We tend to agree with President Rajapaksa, whose campaign is clearly flush with money and who enjoys all the handicaps of incumbency including many state assets that most in the saddle freely exploit, that Maithripala Sirisena would not have been the common candidate had he been made prime minister. The challenger would then have closed his eyes to the all very visible faults of Rajapaksa and his government that he highlights today. But that’s the way that the papadam has long crumbled. It was better, no doubt, in the past in the early post-Independence years but from the 1960s the situation has progressively deteriorated with politics offering rich rewards at national, provincial and local levels to most of those enjoying elected office. Sycophantic bureaucrats who fall over each other to do their bidding, picking up crumbs from their table, make the situation worse. We have now reached a stage where a political VIP had the brass to openly proclaim that those in office have already made their bucks and need no more, so it’s best to not to elect a new bunch of locusts who need to make money! A ruling party MP was reported to have taken some suspects arrested for allegedly torching a platform erected for Sirisena away from police custody. He says that he did that to produce them in court. Since when do MPs do police work? And when suspects are driven to court in an MPs vehicle, what signal does it give the court and the general public? Asked whether the police had objected to this unusual method of delivering suspects to court, the MP has pithily remarked ewa koheda math ekka – "how can they (police) tangle with me" in rough transliteration.

◆ **WORK TO COMPLETE**
1. In the passage about the election campaign, what reason did the ruling party MP give for taking the suspects away from police custody?
2. According to the passage about the election campaign, at which levels does politics offer rich rewards to those in elected office? List them all.

◆ **EXTRACTED MATERIAL**

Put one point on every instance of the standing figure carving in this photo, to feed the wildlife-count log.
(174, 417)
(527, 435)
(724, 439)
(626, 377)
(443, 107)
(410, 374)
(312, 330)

◆ **TASK-BY-TASK RESULTS**
1. He said he did it to produce them in court.

2. National, provincial, local